■ Task instructions
Find the line containing "Give one point for each instance of the mast" in the material below; copy that line and all following lines exactly.
= = = = =
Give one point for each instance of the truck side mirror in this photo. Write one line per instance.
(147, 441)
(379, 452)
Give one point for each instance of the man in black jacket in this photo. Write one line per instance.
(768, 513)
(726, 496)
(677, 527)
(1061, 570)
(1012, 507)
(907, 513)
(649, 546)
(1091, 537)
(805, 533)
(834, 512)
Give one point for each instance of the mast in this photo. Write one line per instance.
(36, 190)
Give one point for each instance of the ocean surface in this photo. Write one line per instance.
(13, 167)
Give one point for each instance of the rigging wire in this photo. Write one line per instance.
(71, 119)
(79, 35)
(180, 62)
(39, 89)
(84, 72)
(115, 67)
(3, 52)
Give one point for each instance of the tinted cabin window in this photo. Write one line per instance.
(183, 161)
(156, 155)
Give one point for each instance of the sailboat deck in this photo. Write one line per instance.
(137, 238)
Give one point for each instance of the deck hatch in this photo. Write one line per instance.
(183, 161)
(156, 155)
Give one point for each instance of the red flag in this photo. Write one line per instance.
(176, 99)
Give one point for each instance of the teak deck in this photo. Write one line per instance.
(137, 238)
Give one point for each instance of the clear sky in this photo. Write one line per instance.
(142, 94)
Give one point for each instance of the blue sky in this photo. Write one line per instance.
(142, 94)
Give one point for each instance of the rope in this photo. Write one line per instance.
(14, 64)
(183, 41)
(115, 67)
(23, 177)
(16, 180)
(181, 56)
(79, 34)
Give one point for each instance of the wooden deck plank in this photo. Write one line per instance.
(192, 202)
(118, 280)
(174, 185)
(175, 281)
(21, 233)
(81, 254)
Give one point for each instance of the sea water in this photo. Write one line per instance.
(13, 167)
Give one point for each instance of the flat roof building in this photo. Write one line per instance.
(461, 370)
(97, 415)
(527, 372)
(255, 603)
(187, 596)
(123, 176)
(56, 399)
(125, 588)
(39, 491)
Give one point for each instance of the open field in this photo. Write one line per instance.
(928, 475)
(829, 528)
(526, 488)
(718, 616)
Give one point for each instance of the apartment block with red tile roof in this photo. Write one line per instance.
= = = = =
■ Reply
Give one point for each instance of the mast in this photo. Write one line per instance.
(36, 190)
Give one point for each instance of the ocean surface in this photo. Write one line per instance.
(13, 167)
Give one point for each instance of the rigging wire in this photo. Write one line per instance.
(71, 119)
(79, 35)
(180, 62)
(39, 89)
(84, 72)
(115, 67)
(3, 52)
Give one point for each instance of the tinted cabin window in this photo. Write one line per instance.
(183, 161)
(156, 155)
Give one point for each instance of the sailboat deck in this photo. Write one line per instance.
(137, 238)
Give one point for each instance of the deck hatch in this photo. Write one line per instance.
(183, 161)
(156, 155)
Give one point for each instance of the red flag in this photo. Write one line per instance.
(176, 99)
Give one point for each instance of the teak deck in this photo. Write one line per instance.
(137, 238)
Give one point for each instance of the clear sky in this photo. Write one line per instance.
(142, 94)
Give one point for each instance of the blue sky in this photo. Write one line per instance.
(142, 94)
Give one point for each instance of the rope in this photo. Write one line per instance.
(14, 64)
(183, 41)
(115, 67)
(23, 177)
(16, 180)
(181, 56)
(79, 34)
Give one point for each instance of the wooden deck plank in this photo. Write one line per instance.
(192, 202)
(118, 280)
(174, 185)
(175, 281)
(21, 233)
(81, 254)
Give one point for each instance of the sea water in this photo. Write one line per instance.
(13, 167)
Give one point for each instance of the flat roof building in this photo. Write one line per instance.
(461, 370)
(97, 415)
(527, 372)
(255, 603)
(187, 596)
(123, 176)
(56, 399)
(125, 588)
(39, 491)
Give one point for each instance of the open field in this photo. Write one line per instance.
(928, 475)
(829, 528)
(526, 488)
(718, 616)
Give one point for each instance of the apartment block with red tile roof in this photo. Write one line per instance.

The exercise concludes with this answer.